GIVEN INSTRUCTION A —
In the passage on the SrTiO3/PbTiO3/Pt sandwich structure, what do the strong peaks H/h and H'/h' arise from?
GIVEN INSTRUCTION B —
Decide whether each statement agrees with the passage on the SrTiO3/PbTiO3/Pt sandwich structure, answering yes or no and quoting the words of the passage that settle it: (i) The sandwich structure has four layers. (ii) In the interfacial layer, the splitting at the Ti-L2 edge disappears. (iii) The amorphous Ti-rich interfacial layer formed at the SrTiO3/PbTiO3 interfaces.
GIVEN INSTRUCTION C —
Carry the passage on the SrTiO3/PbTiO3/Pt sandwich structure forward from its last sentence.

EXCERPTED PASSAGE —
The sandwich structure shown in Figure 3520a (a) is composed of three layers: SrTiO3, PbTiO3, and Pt. An amorphous Ti-rich interfacial layer as well as nanometer size precipitates was formed at PbTiO3/Pt interfaces. In the low-loss region in EELS from the different layers shown in Figure 3520a (b), the energy peaks labeled A–H for SrTiO3 and a–h for PbTiO3 are formed by interband transitions which are typical in bulk SrTiO3 and PbTiO3 [1]. The strong peaks H/h and H’/h’ arise from transitions of Ti 3p to higher energy levels such as Ti 3d, Ti 4s, forming Ti M2,3 edge. In the precipitates, the transitions h and h are reduced in intensity because these precipitates might be Ti-deficient. In Figure 3520a (c), the two core loss EELS profiles from SrTiO3 and PbTiO3 layers show clear splitting of the Ti-L2,3 edges, while for the interfacial layer the splitting at the Ti-L3 edge is much less and the splitting at the Ti-L2 edge disappears. The splitting of Ti-L2,3 edges reflects the hybridization and ligand field strength of Ti–O atomic interaction so that the reduction of splitting in the interfacial layer reflects the weaker Ti–O bonding force. Due to the similar hybridization of O 2p states with Ti 3d in the conduction band, the energy region from 530 eV to 536 eV is split into two subbands t2g (marked peak 1) and eg (marked peak 2). Figure 3520a (d) shows the EEL spectra of Pb- and Pt-M4,5 edges.

ENTRIES SUPPLIED —
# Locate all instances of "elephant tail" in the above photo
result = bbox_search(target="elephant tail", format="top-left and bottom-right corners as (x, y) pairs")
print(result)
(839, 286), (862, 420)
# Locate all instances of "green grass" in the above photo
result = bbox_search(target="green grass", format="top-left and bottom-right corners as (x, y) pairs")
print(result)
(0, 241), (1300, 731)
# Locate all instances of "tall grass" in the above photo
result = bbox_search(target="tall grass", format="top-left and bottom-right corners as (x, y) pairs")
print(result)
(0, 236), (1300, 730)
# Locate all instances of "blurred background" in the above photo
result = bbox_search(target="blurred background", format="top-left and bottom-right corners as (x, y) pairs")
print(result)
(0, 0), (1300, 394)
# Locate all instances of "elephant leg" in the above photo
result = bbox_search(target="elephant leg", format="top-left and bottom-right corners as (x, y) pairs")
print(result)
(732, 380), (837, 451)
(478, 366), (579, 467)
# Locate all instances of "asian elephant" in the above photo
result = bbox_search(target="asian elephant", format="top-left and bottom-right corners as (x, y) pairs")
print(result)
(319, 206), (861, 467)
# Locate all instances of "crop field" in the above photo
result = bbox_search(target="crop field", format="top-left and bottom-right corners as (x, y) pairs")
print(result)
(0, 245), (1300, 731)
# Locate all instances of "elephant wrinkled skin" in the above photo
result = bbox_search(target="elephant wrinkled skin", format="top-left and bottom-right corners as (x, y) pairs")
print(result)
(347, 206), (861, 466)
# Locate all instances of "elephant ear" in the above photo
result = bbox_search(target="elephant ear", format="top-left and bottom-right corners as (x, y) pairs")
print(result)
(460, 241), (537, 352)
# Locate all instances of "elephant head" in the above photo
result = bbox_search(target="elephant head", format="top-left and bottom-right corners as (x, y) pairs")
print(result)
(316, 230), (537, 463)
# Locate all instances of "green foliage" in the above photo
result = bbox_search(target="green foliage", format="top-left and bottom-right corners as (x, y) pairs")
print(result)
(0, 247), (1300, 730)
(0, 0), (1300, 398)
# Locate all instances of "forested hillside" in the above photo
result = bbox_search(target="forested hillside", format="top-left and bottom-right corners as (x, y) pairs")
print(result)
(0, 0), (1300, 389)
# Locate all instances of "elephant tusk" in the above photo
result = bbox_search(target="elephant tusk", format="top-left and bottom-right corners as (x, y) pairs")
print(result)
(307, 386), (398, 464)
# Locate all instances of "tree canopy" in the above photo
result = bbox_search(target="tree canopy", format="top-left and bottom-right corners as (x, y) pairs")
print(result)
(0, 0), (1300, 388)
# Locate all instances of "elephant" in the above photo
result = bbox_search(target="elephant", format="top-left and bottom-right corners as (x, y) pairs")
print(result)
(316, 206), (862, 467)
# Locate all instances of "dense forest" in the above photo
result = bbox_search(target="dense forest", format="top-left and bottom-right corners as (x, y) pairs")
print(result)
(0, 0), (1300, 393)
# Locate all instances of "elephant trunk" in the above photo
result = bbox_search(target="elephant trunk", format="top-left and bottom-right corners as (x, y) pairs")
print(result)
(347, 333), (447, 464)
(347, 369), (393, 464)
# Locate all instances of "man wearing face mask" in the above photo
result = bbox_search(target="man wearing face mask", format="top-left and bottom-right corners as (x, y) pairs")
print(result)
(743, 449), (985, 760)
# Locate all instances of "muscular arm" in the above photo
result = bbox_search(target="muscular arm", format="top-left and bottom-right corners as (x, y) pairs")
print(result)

TASK OUTPUT A —
They arise from transitions of Ti 3p to higher energy levels such as Ti 3d and Ti 4s, forming the Ti M2,3 edge.

TASK OUTPUT B —
(i) No: "is composed of three layers: SrTiO3, PbTiO3, and Pt."
(ii) Yes: "the splitting at the Ti-L2 edge disappears."
(iii) No: "An amorphous Ti-rich interfacial layer as well as nanometer size precipitates was formed at PbTiO3/Pt interfaces."

TASK OUTPUT C —
SrTiO3, PbTiO3, and Pt

Figure 3520a. (a) TEM image of sandwich structure ( SrTiO3, PbTiO3, and Pt), and (b) low-loss region in EELS, (c) Ti-L2,3 and O-K edges, and (d) Pb- and Pt-M4,5 edges from the different layers. The black arrows in (d) denote the positions of Pt-M4,5 edges. Adapted from [2]

In EELS, perovskite type ferroelectric and high-k dielectric materials, such as BaTiO3 and SrTiO3, normally show only one interband plasmon peak [3–6].

Table 3520. Properties of SrTiO3.

Amorphous Cubic Tetragonal
Space groups Pm-3m (221) I4/mcm (140)
Static dielectric constant (K) 2000
Band gap energy (eV) 3.2
Conduction band (CB) offset on silicon substrate 0
Application Paraelectric Antiferrodistortive

Figure 3520b shows a STEM Z-contrast image of an 8° [0 0 1] tilt grain boundary in SrTiO3 in the [0 0 1] orientation, indicating two adjacent grains with cubic symmetry and five dislocation cores (dark ovals) at the grain boundary. Figure 3520b (b) shows one of the dislocation cores at a higher magnification. The brighter columns surrounding the core represent the Sr columns, while the less bright columns represent the Ti–O columns. Due to the small scattering amplitude of oxygen, the pure O columns are not visible.

Z-contrast image of a 8° [0 0 1] tilt grain boundary in SrTiO3

Figure 3520b. (a) Z-contrast image of a 8° [0 0 1] tilt grain boundary in SrTiO3, and (b) One of the dislocation cores at a higher magnification. [7]

Artifacts in high resolution HAADF STEM imaging can be induced if the specimen is too thick. For instance, Figure 3520c shows high resolution STEM ADF images taken from (001) SrTiO3 single crystals in different specimen thicknesses (t). The ADF lattice periodicity of the specimen in the thickness of t/λ=6 does not represent the periodicity of the crystal potential, indicating there is an imaging artifact when the specimen is too thick.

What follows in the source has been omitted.